## start

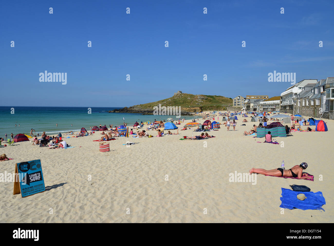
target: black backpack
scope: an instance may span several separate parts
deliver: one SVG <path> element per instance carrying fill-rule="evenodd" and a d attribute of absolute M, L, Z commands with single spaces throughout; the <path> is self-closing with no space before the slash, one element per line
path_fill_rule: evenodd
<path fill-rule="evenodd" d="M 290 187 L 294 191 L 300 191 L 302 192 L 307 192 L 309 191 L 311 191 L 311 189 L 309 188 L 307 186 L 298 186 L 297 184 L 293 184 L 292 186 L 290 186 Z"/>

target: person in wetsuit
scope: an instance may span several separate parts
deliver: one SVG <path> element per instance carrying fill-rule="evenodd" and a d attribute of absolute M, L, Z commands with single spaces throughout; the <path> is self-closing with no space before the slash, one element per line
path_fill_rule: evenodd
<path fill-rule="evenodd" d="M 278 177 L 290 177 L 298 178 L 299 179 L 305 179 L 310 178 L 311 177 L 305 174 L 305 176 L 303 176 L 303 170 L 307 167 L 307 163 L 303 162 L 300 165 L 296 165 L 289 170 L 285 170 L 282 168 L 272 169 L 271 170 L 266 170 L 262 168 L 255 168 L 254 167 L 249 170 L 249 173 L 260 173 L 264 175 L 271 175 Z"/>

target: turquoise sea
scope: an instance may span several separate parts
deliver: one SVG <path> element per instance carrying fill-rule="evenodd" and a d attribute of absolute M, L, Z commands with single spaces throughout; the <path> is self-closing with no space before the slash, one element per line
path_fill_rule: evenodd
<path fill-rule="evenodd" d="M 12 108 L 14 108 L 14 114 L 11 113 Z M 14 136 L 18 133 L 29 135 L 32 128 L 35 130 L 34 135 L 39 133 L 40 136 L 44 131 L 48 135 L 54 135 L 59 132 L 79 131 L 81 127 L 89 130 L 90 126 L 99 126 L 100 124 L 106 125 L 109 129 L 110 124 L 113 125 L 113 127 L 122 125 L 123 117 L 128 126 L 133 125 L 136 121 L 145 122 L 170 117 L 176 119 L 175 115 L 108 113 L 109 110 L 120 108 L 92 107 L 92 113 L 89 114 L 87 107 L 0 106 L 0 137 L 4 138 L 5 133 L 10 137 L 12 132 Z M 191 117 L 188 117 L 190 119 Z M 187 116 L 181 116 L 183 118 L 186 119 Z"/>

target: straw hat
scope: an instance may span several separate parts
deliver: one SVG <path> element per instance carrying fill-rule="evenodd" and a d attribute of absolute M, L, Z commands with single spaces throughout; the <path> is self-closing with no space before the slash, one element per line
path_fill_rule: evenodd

## end
## start

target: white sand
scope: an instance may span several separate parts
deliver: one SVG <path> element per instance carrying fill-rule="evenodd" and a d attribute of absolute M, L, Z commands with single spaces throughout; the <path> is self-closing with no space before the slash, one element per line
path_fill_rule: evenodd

## end
## start

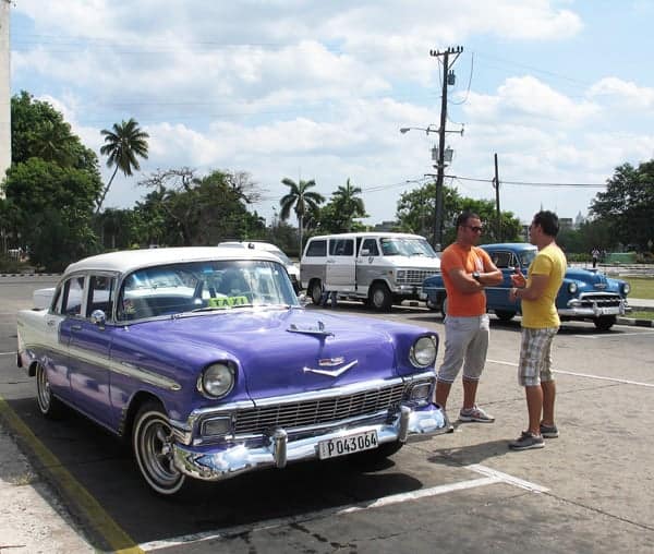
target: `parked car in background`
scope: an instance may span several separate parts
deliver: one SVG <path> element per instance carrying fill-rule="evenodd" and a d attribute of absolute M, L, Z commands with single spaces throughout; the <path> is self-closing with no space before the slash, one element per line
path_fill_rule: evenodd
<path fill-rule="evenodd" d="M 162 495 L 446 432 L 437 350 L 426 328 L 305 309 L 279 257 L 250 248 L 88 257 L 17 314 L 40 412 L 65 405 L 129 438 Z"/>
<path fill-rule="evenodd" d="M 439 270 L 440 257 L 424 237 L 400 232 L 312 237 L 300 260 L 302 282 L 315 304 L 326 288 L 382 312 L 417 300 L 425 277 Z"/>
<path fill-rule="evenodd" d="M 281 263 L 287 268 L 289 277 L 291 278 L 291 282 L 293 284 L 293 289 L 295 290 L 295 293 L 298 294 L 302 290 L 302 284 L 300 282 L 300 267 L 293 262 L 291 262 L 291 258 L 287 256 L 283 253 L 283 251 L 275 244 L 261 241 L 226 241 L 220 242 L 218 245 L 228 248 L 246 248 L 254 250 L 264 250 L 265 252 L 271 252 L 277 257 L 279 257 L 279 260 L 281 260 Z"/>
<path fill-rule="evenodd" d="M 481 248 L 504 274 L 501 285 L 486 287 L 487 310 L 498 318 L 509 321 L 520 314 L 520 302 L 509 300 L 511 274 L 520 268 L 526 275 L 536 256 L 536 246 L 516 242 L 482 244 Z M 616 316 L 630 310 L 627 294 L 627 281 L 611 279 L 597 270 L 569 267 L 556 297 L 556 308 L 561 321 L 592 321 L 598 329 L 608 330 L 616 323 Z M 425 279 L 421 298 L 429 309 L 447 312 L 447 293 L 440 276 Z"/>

## end

### TASK GOAL
Lay out the records starting at the line containing "target: black backpack" and ending at the line containing "290 187 L 294" as a two-column CSV with the columns request and answer. Give one row per record, put each value in a single quoted field, and replace line breaks with spaces.

### SOLUTION BELOW
request,answer
"target: black backpack scope: an instance may span several separate parts deliver: one SVG <path> element per instance carrying fill-rule=""evenodd"" and a d attribute of absolute M, L, Z commands with single spaces throughout; the <path> is self-closing with no space before the slash, one element per line path_fill_rule: evenodd","<path fill-rule=""evenodd"" d=""M 290 187 L 294 191 L 300 191 L 302 192 L 307 192 L 309 191 L 311 191 L 311 189 L 309 188 L 307 186 L 298 186 L 297 184 L 293 184 L 292 186 L 290 186 Z""/>"